- **Recorded data**

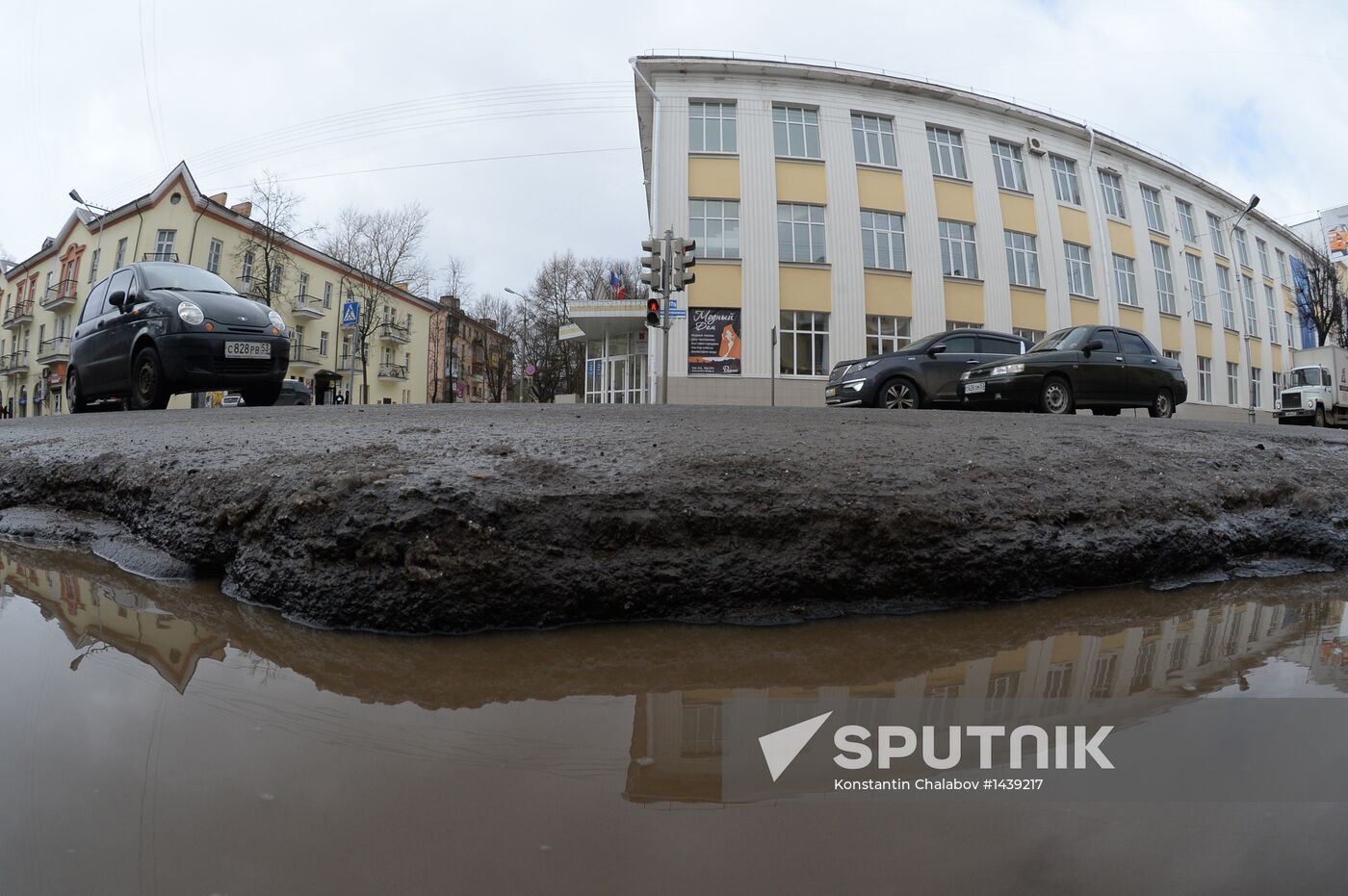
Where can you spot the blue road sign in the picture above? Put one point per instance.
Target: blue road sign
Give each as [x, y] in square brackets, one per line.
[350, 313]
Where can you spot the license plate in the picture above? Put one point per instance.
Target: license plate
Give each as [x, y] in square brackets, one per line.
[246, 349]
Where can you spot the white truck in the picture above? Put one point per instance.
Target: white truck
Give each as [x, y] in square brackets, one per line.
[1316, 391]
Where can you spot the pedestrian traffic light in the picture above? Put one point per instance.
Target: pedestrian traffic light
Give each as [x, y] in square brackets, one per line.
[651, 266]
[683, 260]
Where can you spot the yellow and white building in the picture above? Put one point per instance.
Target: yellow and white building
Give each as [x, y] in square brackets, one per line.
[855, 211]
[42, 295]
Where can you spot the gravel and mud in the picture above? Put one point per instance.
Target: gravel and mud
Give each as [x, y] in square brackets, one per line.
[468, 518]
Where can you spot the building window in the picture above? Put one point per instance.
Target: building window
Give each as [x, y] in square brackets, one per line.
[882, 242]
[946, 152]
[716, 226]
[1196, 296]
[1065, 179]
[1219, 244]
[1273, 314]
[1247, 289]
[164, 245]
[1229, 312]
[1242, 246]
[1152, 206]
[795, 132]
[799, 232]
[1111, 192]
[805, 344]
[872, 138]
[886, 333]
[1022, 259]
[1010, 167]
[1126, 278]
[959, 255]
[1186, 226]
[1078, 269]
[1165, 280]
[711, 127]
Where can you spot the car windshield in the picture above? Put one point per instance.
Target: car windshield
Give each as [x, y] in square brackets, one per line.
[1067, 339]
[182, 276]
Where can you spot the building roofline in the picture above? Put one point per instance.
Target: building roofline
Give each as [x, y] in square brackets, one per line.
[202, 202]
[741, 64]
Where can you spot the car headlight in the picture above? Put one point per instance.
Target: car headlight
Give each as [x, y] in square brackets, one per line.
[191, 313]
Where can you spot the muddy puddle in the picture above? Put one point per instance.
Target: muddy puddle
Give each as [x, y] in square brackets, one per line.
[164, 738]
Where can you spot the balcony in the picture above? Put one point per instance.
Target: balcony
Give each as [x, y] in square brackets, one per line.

- **Objective**
Retype the records exactly. Any image in them should not appear in what you write.

- **Answer to this exercise**
Where can you spot the blue road sign in the picture above? Put one point per instance.
Target: blue road sign
Give each as [x, y] in square brackets, one per line.
[350, 313]
Where can you spot the license plate in the picture above? Put one point per instance.
Target: license plate
Give each as [x, y] in square brackets, one per line.
[246, 349]
Where can you spot the white truck in the picture above? Put one point per instance.
Target: white truck
Give each as [x, y] in square brackets, one per line.
[1316, 391]
Where can you spot the pedestrian traffic light in the picture above? Put one point per instance.
Target: pedestrian traffic light
Give each as [x, y] in square brackets, one per line.
[651, 266]
[683, 260]
Where can you spot the yellow and white building in the picture above? Put one point per instance.
Target: yellow and white building
Give each as [x, y] in square brackets, one per line.
[855, 211]
[42, 295]
Where can you spot the gravel and mud in the picture above? Put one point per instance.
Target: gravel and mud
Give each as [x, y] in square brackets, one per line.
[468, 518]
Where can you spot the building window in the picture above? Put one point per instance.
Target: building window
Give each as [x, y] in square brackets, one per line.
[882, 242]
[946, 152]
[716, 226]
[1196, 296]
[1065, 179]
[1219, 244]
[1273, 314]
[1247, 289]
[164, 245]
[1229, 312]
[1242, 246]
[1152, 206]
[795, 132]
[799, 232]
[1111, 192]
[805, 344]
[872, 138]
[886, 333]
[1022, 259]
[1010, 167]
[1126, 278]
[959, 255]
[1186, 226]
[1078, 269]
[1165, 280]
[711, 127]
Where can you spot the car windshield in the picture above? Put one point per instance.
Target: car windshield
Give each as [x, y] in square brackets, one per line.
[1067, 339]
[182, 276]
Where can you spot the building roofline in the picture above? Put one point per instance.
Target: building roofline
Give each as [x, y] in square brackets, one per line.
[202, 202]
[741, 64]
Where can you spot the car headlight in the picture above? Put one point per instance.
Target: car headlight
Give each as [x, y] in square brackets, one per line.
[191, 313]
Where can you spot the muddy puddle in the picture above? Put one point per instance.
Target: muddy puddle
Give each as [x, y] in square brackets, one per line.
[164, 738]
Where can you spot the balcony in the picture above? Put one point per instance.
Target: balcony
Give each as [x, y] in square brackets, one per line.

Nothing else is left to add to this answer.